*SOURCE TEXT:*
“Creative Coping” was the theme of our Toastmasters meeting the other night. I think that’s a good description of all of our lives right now. (Our meetings, by the way, are held online via Zoom for the time being, which is how we are creatively coping with stay-at-home orders and guidelines.)
Day by day and week by week, we’re all finding and implementing new ways to cope with the restrictions meant to keep us safe and to slow the spread of the coronavirus. Along the way, many of us are making interesting and surprising discoveries about ourselves, including new observations and realizations about how we normally spend our time and money.
Many people are now figuring their gas mileage in WPGs rather than MPGs. I’ve heard several people joking that they’re now getting three weeks per gallon. I can relate. Normally, my husband and I spend around $200 a month gassing up our cars. Our last monthly total was $39.
For the first time since I started using it, the credit card I use for groceries and everyday purchases had a monthly total of zero. I did not use the card at all for an entire month! Which is not to say we bought no groceries during that time, but since I have several underlying health conditions that warrant extra caution, my husband has been doing the grocery shopping, using a different credit card.
I was talking on the phone to a friend the other day, and she was lamenting the fact that her husband’s birthday was coming up, and she couldn’t go out to buy him a birthday gift. “I wonder if a homemade card would work,” she said, laughing. Actually, it probably would, as she is a talented writer and artist. Still, it got me thinking about the homemade – or “made in school” – cards most of us created when we were small, or received from our kids when they were young. I’ll bet most of us have at some time been in possession of a “Happy Thanksgiving” card that included a turkey made from the traced outline of a child’s hand, with an outstretched thumb shaping the head while the rest of the fingers formed the turkey feathers. Such handmade cards were a pleasure to make, and a treasure to receive.
No matter how many cabinets or desk drawers I clean out, I doubt if I could find any crayons or construction paper in my house right now. But it’s seven months until my husband’s birthday, so I’m sure I can figure out something by then.
Although many states are easing stay-at-home restrictions and guidelines, and even though I am an eternal optimist, I think it’s going to be a long time yet before many of us feel safe to venture out on a regular basis. And there are issues and concerns a lot more serious and consequential than not being able to run out for groceries, gas, and greeting cards. So creative coping is still a reality for us all.
What are some of the ways you are coping – creative or otherwise – with the situation we are all facing right now? I’d love to hear about them!

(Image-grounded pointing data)
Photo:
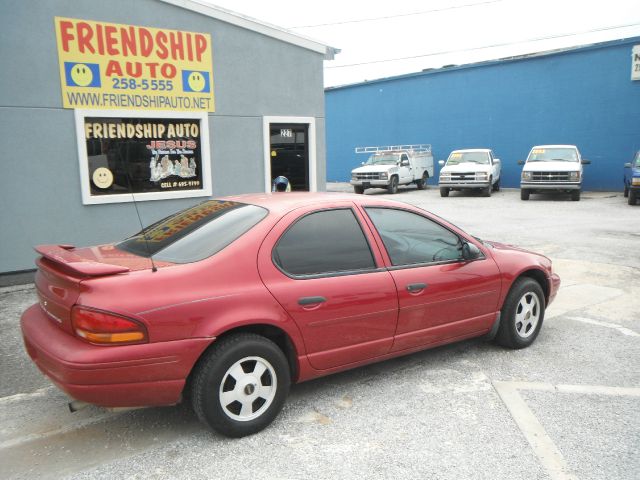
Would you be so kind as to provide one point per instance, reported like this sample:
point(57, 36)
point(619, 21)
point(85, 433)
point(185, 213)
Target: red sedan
point(235, 298)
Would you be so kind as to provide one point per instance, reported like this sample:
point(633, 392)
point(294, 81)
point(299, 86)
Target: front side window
point(325, 242)
point(410, 238)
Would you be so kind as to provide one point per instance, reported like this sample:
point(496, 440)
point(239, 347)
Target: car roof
point(485, 150)
point(554, 146)
point(282, 202)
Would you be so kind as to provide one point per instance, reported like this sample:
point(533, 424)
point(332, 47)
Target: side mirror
point(470, 251)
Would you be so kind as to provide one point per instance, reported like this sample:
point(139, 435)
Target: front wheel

*DIRECTIONS FOR THIS TASK:* Repeat verbatim everything in the essay on creative coping from "No matter how" down to "for us all.".

*ANSWER:*
No matter how many cabinets or desk drawers I clean out, I doubt if I could find any crayons or construction paper in my house right now. But it’s seven months until my husband’s birthday, so I’m sure I can figure out something by then.
Although many states are easing stay-at-home restrictions and guidelines, and even though I am an eternal optimist, I think it’s going to be a long time yet before many of us feel safe to venture out on a regular basis. And there are issues and concerns a lot more serious and consequential than not being able to run out for groceries, gas, and greeting cards. So creative coping is still a reality for us all.